Please write out the material below again, substituting "mark where it is" for each occurrence of "outline its position" and changing nothing else.

_Record extracts:_
---------------
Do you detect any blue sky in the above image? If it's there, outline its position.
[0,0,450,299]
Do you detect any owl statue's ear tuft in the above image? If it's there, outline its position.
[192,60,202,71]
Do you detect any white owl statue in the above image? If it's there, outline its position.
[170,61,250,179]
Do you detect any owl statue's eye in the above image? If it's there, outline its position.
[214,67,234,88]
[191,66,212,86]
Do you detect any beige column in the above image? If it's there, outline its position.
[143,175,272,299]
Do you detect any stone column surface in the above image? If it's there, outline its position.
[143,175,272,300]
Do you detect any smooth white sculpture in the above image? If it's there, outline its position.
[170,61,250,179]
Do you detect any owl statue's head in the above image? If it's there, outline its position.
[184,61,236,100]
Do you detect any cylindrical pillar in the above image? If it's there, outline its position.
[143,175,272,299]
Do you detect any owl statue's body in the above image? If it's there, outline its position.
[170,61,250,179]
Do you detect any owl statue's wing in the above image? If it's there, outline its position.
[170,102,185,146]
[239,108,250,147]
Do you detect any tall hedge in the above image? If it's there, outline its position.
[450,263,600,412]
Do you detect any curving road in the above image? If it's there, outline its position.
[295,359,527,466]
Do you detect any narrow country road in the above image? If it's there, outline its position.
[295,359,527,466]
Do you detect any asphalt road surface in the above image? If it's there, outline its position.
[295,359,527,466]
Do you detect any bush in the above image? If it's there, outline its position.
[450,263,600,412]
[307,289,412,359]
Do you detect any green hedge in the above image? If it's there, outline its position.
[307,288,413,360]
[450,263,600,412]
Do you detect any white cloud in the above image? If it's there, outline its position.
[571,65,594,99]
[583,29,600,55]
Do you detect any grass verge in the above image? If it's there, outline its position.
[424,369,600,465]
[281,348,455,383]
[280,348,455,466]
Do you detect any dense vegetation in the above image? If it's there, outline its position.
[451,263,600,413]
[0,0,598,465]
---------------
_Exercise response:_
Do you detect any blue sky in the above image? If it's there, mark where it is.
[0,0,450,299]
Do you detect any owl statue's ear tuft in the above image? If it's there, mark where it is.
[192,60,202,71]
Do you detect any white owl statue in the above image? If it's there, mark where it is.
[170,61,250,179]
Do you detect any owl statue's eye in the above image? If it's there, mark where it is.
[214,67,234,88]
[191,66,212,86]
Do you detect any beige column in the above image? If it's there, mark where it is.
[143,175,272,299]
Do you detect any stone column surface in the above image? If it's there, mark where it is.
[143,175,272,300]
Do you detect any smooth white sculpture in the above image? If it's there, mark where it is.
[170,61,250,179]
Do you detect any owl statue's head in the above image? If it's there, mark where it is.
[184,61,236,100]
Do you detect any cylindrical pillar in the above image? If it's there, mark where it is.
[143,175,272,299]
Do you detect any owl statue's body in the above image? If it's there, mark where it is.
[170,61,250,179]
Do you detect any owl statue's wing in the above image? If it's there, mark where it is.
[170,102,185,146]
[239,108,250,147]
Do you detect any tall hedge in the above image? If it's there, mark where it is.
[450,263,600,412]
Do you detect any curving road in the above image? If it's there, mark where it is.
[295,359,527,466]
Do you detect any narrow country road in the above image? If it's there, mark where it is.
[295,359,527,466]
Do you detect any asphalt road surface in the above image? If it's there, mark where it is.
[295,359,527,466]
Do you detect any bush in the above image? If it's there, mark where it is.
[450,263,600,412]
[307,289,412,359]
Do you detect any green hedge in the above image? If it's there, mark where it is.
[307,288,413,360]
[450,263,600,412]
Do you detect any white cloud in the above image? If it's there, mark where it is.
[571,65,594,99]
[583,29,600,55]
Do you detect any grass verge in the above image? If it's there, mark where it is.
[424,369,600,465]
[281,348,455,383]
[280,348,455,466]
Do you detect any dense vegetation in the above image? If it's there, mark where it is.
[451,263,600,413]
[0,0,598,465]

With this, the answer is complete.